» Text section:

Read - Exodus 1:6-11
Message - Alan Burke
The baby sitters nightmare, when the parents arrive home telling them that something has happened to their wee treasure and this part of the account of Exodus is just that, the baby sitters nightmare. Take what you have been told about how Moses’ mother arranged all of this because she knew Pharaoh’s daughter was compassionate, humane, tenderhearted and that Moses would be safe and put it in the bin if you can and think about what happens. The people of God faced bitter slavery by an evil man who was being used by Satan, he had commanded that all the male Hebrew boys be thrown into the nile, next remember Moses’ mother is a slave, beaten, downtrodden, facing hardships that are unimaginable and ask yourself this… would you hand over your three month old son to your enemy, who’s father had ordered that your child should be murdered. Would you? Even if the pharaohs daughter had been known to Moses’ mother which is unlikely since she was a slave, would anyone in their right mind put their hapless three month old in the hands of the daughter of such an evil barbarous man!

» Task to complete: Pick up the sermon on Moses' mother and Pharaoh's daughter from Exodus right after its final sentence, and write the next part in the same voice. The lines that come next are separate material and are not part of the sermon.

» Entries supplied:
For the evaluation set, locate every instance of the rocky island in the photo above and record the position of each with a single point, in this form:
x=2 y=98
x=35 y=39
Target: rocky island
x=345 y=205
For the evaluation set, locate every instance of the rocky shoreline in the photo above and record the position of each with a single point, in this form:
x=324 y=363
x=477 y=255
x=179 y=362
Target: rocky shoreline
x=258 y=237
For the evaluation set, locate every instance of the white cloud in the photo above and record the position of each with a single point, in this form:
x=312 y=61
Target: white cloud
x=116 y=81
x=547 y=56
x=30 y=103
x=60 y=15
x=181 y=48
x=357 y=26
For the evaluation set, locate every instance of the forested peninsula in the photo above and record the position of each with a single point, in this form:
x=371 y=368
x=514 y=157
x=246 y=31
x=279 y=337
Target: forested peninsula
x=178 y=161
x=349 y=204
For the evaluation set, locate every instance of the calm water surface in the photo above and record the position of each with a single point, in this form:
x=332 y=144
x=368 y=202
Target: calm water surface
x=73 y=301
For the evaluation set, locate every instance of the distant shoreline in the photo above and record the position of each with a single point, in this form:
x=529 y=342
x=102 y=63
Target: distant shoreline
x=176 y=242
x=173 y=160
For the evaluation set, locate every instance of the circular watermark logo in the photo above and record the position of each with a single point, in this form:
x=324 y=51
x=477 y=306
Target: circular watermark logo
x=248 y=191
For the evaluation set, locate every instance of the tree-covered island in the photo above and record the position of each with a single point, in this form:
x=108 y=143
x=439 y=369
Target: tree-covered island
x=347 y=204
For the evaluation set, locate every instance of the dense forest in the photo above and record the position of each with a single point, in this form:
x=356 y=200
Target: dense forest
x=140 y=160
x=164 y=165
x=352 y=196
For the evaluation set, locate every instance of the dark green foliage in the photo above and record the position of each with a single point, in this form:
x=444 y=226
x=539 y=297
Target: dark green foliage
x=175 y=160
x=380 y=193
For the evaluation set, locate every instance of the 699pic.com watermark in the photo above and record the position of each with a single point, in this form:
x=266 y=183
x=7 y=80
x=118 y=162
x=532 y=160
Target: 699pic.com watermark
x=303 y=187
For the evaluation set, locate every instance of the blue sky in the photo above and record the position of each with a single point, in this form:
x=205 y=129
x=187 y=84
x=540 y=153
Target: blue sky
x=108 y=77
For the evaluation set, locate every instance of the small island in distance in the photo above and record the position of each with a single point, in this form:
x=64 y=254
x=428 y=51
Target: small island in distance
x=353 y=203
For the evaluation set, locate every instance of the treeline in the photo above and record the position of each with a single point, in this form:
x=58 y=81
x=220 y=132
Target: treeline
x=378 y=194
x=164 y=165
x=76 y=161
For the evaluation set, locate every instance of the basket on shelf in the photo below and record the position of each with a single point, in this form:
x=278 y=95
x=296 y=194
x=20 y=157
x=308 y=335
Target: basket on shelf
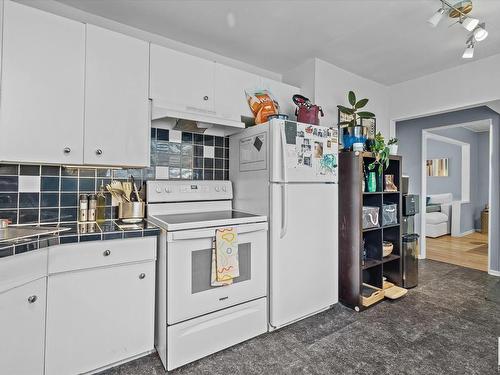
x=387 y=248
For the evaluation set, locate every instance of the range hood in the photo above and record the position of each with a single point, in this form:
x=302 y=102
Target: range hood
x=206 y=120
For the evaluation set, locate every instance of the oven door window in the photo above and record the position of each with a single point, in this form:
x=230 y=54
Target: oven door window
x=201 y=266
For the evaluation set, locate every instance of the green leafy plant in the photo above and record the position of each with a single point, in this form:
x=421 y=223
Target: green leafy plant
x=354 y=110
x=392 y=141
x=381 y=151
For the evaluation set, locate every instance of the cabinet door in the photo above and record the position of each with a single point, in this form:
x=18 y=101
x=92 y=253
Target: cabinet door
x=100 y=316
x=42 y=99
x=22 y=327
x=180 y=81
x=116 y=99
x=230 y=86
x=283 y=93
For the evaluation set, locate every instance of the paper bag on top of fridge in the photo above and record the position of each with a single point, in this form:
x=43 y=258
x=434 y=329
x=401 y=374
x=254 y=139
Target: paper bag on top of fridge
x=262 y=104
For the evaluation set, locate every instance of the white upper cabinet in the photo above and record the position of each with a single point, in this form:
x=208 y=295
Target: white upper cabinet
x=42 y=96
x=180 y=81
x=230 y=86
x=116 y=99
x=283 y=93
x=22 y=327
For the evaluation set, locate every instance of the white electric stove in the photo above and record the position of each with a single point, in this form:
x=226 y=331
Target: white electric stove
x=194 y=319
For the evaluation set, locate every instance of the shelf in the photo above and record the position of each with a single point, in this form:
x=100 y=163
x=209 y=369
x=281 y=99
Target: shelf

» Solved exercise:
I hope by now you have left the Sunday school version behind and you get sheer terror that there would have been for Miriam as she watched on from the bank seeing this all unfold, the baby sitters worst nightmare. Yet God is at work in the midst of all that is going on. Pharaoh’s daughter sees the ark, sends her slave girl, then opens the ark, sees the baby boy crying before her eyes and she feels sorry for him, she is moved with compassion. She knew fine well that before her was a Hebrew baby, for no Egyptian woman would have had to hide their son in an ark in the Nile. Even if she had tried to convince herself that he was an Egyptian child, when she or one of her servants went to change him it would have been the inescapable truth as this baby would have been circumcised on the eighth day.
Miriam, his sister then does something that is amazingly brave, she goes to Pharaoh’s daughter, asking… “shall I get one of the Hebrew woman to nurse him for you”. I doubt that I would have had the courage to be brave enough to approach but this young child goes (7). Miriam made it sound like she was doing Pharaoh’s daughter a favour by finding a we nurse, but it was really for Moses’ benefit, it was all part of God’s plan for saving his people. And Moses was brought up by his mother. Two things I want us to notice here, firstly that word we’ve thought about a lot recently ‘providence’. God was and is at work, he was at work in moving the daughter of Pharaoh to compassion on that day as he is at work this day in all that goes on, for God is governing all his creatures, and all their actions governs, he is at work don’t forget that truth (Heb 1:3, Ps 103:19, Matt 10:29-31).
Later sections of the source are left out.